**Extracted text:**
<<<<

Skip to main content
SlasshyWispr includes built-in text-to-speech (TTS) for reading assistant responses aloud. Choose between Piper (fast, zero-Python) and Coqui (high-quality, requires Python).

TTS Engine Selection

ttsEngine
TtsEngine
default:"piper"
Text-to-speech engine
  • piper - Fast, lightweight, zero-dependency TTS (default)
  • coqui - High-quality neural TTS with voice cloning (requires Python setup)
Coqui is disabled in zero-Python mode. If ZERO_PYTHON_MODE = true, only Piper is available.

Piper Configuration

Piper is the default TTS engine: lightweight, fast, and requires no external dependencies.
piperPath
string
default:""
Path to Piper executableSlasshyWispr automatically installs and configures Piper on first run. This setting is managed internally.
piperSpeed
number
default:"1.08"
Piper speech rate multiplier
  • Range: 0.5 to 2.0
  • 1.0 = normal speed
  • 1.08 = slightly faster (default)
  • 1.5 = 50% faster
  • 0.8 = 20% slower
piperQuality
PiperQuality
default:"fast"
Piper voice quality preset
  • fast - Fastest inference, good quality (default)
  • balanced - Balanced speed and quality
  • high - Best quality, slower inference
piperEmotion
PiperEmotion
default:"neutral"

>>>>

**Problems to work on:**
1 > In the text-to-speech settings page, which engine is unavailable when zero-Python mode is turned on?
2 > Continue the text-to-speech settings page from the point where it stops.

**Stored records:**
<<<<

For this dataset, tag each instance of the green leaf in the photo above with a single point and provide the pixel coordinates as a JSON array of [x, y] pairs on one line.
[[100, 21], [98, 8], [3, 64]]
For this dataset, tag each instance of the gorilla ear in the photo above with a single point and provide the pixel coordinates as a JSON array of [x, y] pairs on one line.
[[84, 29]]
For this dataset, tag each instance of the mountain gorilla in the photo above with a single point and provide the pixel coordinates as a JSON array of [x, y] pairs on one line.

>>>>

**Answers given:**
1 > Coqui

2 >
Piper emotional tone
  • neutral - Standard neutral voice (default)
  • calm - Calming, relaxed tone
  • happy - Upbeat, cheerful tone
  • excited - Energetic, enthusiastic tone
  • serious - Professional, formal tone
  • sad - Somber, low-energy tone
Emotion support depends on the installed voice model. Not all emotions may be available.

Coqui Configuration

Coqui TTS provides studio-quality neural voices with voice cloning capabilities.
Coqui requires Python and additional setup. It is disabled when ZERO_PYTHON_MODE = true.
coquiPythonPath
string
default:""
Path to Python executable for CoquiMust point to a Python installation with TTS library installed:
pip install TTS
coquiModelName
string
default:"tts_models/multilingual/multi-dataset/xtts_v2"
Coqui TTS model identifierDefault model is XTTS v2, a multilingual neural TTS model.Other options:
  • tts_models/en/ljspeech/tacotron2-DDC
  • tts_models/en/vctk/vits
  • See Coqui model list: tts --list_models
coquiLanguage
string
default:"en"
Language code for Coqui TTSSupported languages depend on the model. XTTS v2 supports:
  • en - English (default)
  • es - Spanish
  • fr - French
  • de - German
  • it - Italian
  • pt - Portuguese
  • zh - Chinese
  • And more…
coquiVoiceId
string
default:""
Voice speaker ID or cloned voice file
  • For built-in voices: speaker ID (e.g., p225, p226)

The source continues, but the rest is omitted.